### Exercise
Rewrite every line from the one containing "chimney on this basis." down to the end of the lines, and no others. Keep the guideline lines unchanged and increase each coordinate in the answers by 42.

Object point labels
++++++++++++++++++++

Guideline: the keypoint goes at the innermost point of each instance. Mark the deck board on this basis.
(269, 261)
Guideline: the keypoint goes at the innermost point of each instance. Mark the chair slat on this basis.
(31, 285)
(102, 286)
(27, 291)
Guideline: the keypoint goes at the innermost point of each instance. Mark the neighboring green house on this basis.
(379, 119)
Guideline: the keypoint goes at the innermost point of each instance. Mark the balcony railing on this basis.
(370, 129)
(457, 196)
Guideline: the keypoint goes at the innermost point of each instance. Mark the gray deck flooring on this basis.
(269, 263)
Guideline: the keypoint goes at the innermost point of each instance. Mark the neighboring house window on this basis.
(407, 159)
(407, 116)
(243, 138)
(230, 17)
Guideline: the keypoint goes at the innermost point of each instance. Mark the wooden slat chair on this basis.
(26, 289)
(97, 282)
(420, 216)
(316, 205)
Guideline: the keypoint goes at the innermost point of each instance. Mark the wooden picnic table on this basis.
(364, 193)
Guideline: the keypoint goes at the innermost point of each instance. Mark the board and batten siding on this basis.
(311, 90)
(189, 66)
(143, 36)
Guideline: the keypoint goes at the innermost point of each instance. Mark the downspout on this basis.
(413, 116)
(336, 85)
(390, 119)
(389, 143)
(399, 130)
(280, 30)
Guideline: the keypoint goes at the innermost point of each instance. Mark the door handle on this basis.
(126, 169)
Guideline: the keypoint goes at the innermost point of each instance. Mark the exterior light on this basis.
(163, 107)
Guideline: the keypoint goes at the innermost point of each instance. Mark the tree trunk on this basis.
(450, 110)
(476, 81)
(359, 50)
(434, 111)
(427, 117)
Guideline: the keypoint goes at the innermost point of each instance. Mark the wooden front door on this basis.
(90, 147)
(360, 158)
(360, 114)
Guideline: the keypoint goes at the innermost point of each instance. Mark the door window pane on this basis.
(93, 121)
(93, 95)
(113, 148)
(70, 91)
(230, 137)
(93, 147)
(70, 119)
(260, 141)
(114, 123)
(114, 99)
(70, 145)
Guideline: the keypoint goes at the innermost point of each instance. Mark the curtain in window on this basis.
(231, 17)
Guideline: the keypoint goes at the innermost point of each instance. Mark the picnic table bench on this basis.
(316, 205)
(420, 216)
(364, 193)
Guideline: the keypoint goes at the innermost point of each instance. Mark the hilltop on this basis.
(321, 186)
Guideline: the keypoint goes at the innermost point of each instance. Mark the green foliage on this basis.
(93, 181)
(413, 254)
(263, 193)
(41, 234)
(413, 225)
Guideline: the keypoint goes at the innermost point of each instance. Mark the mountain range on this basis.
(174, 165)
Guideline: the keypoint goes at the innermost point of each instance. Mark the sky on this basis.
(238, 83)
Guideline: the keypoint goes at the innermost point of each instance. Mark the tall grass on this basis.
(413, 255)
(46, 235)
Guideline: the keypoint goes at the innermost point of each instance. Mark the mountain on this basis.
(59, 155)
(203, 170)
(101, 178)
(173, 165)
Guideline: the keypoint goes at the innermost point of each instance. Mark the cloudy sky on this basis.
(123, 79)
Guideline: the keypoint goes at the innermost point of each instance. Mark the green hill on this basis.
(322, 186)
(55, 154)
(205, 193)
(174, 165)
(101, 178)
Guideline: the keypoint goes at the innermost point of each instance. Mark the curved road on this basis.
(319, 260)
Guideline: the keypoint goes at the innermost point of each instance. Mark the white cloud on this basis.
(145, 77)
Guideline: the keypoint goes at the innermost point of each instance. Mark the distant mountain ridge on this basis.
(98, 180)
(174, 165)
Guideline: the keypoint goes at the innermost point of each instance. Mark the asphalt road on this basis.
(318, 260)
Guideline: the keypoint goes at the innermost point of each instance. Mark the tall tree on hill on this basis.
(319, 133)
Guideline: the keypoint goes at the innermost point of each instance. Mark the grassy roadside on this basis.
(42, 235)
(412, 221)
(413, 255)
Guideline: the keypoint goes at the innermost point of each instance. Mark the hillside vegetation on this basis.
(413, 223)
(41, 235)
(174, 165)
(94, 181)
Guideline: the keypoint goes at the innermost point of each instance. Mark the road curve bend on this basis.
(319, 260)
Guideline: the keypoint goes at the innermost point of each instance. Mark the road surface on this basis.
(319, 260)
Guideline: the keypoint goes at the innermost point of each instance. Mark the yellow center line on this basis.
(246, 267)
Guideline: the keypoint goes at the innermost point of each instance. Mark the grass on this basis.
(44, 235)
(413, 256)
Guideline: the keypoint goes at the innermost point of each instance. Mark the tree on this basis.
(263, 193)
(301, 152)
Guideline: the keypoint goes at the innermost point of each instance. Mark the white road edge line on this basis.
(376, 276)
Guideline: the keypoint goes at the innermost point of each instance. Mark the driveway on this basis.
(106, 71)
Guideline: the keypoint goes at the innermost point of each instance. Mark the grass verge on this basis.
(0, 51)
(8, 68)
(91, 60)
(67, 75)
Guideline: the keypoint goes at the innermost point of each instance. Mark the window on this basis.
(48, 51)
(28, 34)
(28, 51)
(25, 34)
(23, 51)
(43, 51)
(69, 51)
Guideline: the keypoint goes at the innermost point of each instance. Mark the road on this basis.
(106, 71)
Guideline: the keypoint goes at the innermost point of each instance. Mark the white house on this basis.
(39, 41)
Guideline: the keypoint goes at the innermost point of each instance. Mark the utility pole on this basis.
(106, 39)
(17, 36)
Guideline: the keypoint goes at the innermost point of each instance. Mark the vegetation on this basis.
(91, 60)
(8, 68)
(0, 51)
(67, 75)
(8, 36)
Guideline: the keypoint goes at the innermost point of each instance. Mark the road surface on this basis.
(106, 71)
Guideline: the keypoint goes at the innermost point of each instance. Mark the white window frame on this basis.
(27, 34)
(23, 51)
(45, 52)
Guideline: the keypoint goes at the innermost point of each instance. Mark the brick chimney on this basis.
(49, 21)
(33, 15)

++++++++++++++++++++

### Expected answer
Guideline: the keypoint goes at the innermost point of each instance. Mark the brick chimney on this basis.
(91, 63)
(75, 57)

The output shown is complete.